**Requirement:** Copy out every row below that contains the string "between". Treat uppercase and lowercase as different.

**Listing:**
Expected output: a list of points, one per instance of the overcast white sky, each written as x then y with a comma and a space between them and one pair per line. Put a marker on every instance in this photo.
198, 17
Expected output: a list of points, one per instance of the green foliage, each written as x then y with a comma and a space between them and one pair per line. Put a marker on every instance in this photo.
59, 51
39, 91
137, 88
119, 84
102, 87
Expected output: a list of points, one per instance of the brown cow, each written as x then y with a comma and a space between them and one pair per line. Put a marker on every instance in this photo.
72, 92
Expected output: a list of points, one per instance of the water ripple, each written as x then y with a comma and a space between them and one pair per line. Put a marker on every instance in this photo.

---

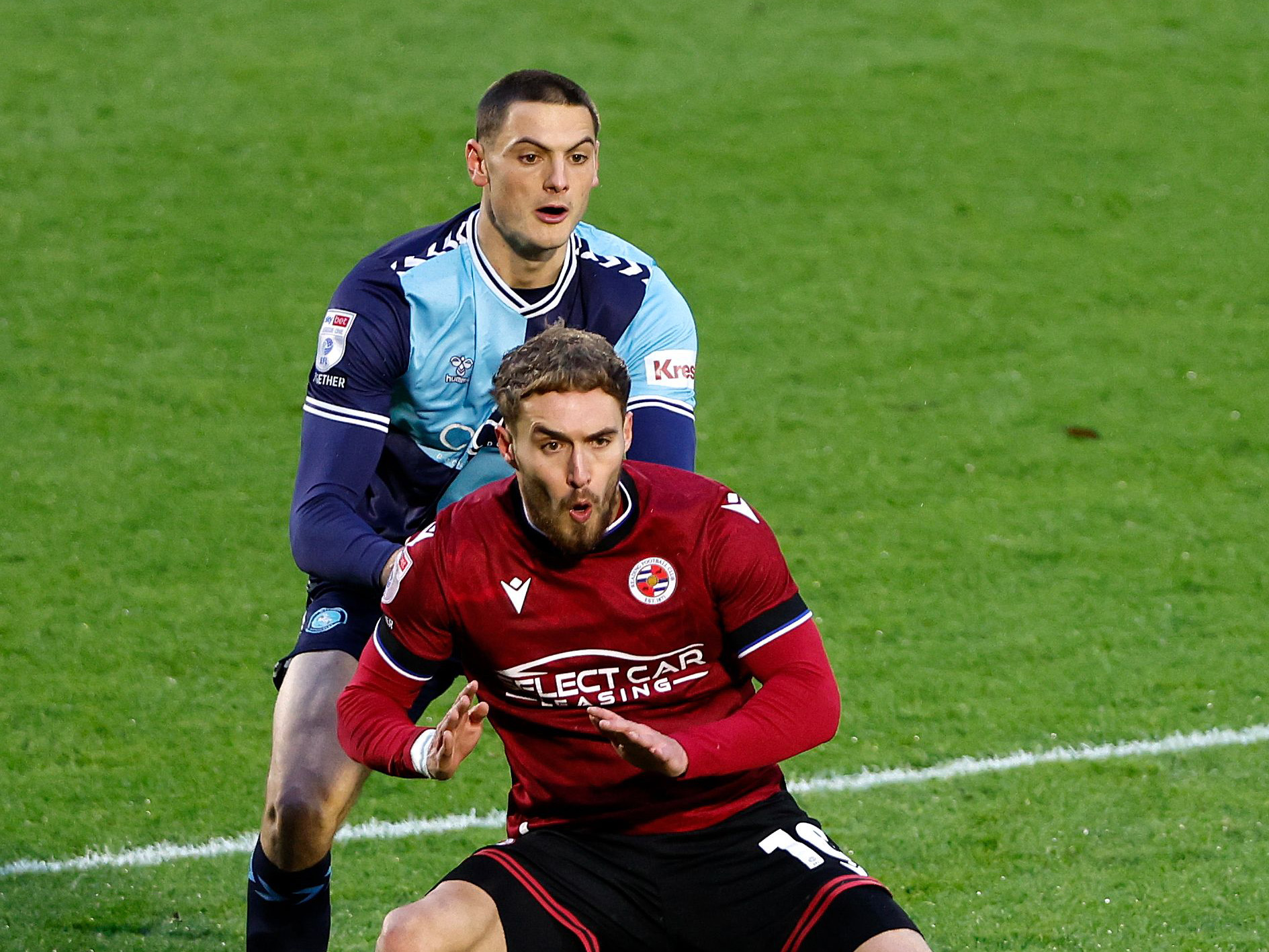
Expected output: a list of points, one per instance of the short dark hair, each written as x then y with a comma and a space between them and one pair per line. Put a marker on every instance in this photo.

**Exercise result:**
Expected output: a list of points, one per instance of the overcast white sky, each written as x then y with a comma and a space between them and one pair per line. Put a marker on every instance in this photo.
Expected output: a list of points, one per instance of the green foliage, each written as x then y with a comma and a space between them and one pair per line. Put a marker on every instance in this photo.
Expected output: a list of points, one per instance of the brown cow, each written as x then y with a comma and a space between them and one pair per line. Put a marker on every instance in this photo.
Expected output: a list of points, one per instance of the water ripple, each written as x then y with a comma and a space between them and one pair per line. Put a marker on every instance in this photo.
Expected output: a list of points, one per instance of the short dark hair, each written as x then y with a comma and a space between them and one pair per line. Put a marker on every instance in this photo.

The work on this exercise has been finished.